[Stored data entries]
=======
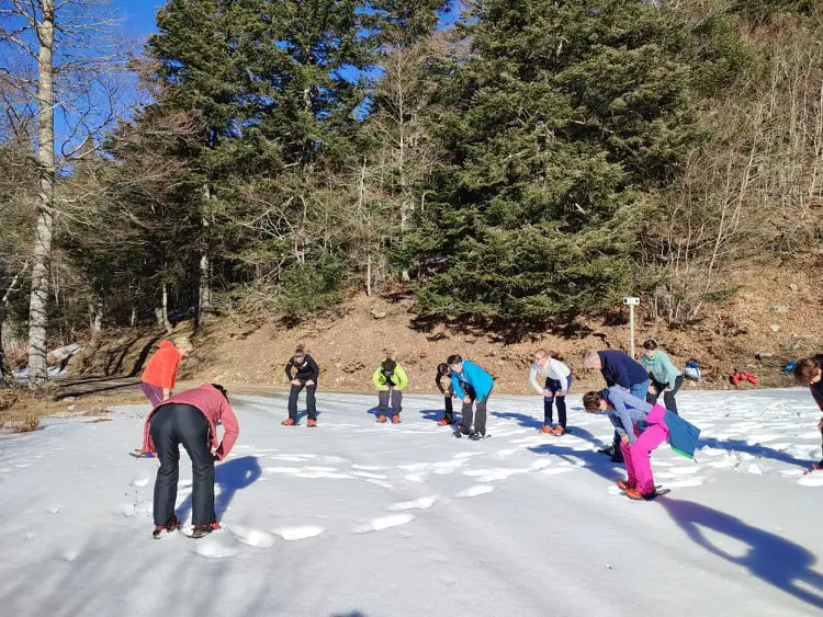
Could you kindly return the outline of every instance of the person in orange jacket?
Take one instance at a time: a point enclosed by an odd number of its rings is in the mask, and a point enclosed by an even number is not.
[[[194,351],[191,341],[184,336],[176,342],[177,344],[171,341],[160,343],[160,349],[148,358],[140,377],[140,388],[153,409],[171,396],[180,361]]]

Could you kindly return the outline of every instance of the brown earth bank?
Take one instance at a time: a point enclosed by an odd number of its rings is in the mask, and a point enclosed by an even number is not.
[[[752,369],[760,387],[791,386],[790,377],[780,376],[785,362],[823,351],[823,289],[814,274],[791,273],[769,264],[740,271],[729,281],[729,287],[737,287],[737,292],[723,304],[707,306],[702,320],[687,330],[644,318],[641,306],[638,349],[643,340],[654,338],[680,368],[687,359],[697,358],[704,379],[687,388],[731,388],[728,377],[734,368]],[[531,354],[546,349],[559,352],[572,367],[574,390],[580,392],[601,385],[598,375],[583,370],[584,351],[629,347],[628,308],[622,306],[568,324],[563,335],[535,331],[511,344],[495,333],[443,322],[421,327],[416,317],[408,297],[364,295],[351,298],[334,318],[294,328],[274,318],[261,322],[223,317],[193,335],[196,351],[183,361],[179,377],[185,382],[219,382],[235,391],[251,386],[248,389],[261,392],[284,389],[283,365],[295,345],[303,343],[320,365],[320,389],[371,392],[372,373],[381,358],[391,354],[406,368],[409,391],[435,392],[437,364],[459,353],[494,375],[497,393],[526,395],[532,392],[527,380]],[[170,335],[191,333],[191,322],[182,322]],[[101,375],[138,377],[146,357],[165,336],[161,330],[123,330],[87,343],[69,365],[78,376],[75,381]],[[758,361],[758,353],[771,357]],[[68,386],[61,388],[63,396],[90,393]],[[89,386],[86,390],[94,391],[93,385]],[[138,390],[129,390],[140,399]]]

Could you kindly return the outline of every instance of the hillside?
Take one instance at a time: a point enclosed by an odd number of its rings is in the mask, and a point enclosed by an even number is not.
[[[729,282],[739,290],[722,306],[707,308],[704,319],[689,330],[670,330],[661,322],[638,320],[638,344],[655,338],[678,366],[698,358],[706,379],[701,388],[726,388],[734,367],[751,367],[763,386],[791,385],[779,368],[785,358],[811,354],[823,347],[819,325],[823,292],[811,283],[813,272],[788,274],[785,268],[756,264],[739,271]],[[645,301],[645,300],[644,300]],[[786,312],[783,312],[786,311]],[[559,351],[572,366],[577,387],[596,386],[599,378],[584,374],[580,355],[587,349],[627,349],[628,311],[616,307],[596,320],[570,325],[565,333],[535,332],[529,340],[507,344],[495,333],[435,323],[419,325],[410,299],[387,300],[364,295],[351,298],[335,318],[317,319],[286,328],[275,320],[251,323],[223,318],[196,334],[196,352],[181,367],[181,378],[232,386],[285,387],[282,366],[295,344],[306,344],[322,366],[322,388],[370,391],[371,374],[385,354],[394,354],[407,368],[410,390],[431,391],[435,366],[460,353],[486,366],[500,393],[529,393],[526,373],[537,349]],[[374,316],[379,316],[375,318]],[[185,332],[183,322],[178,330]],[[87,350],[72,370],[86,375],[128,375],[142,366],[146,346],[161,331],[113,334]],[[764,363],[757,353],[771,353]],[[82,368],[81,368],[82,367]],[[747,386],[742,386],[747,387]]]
=======
**WHAT YOU WILL DO**
Report the number of lines in the entries above that contain the word "return", giving only the number.

**FINAL ANSWER**
3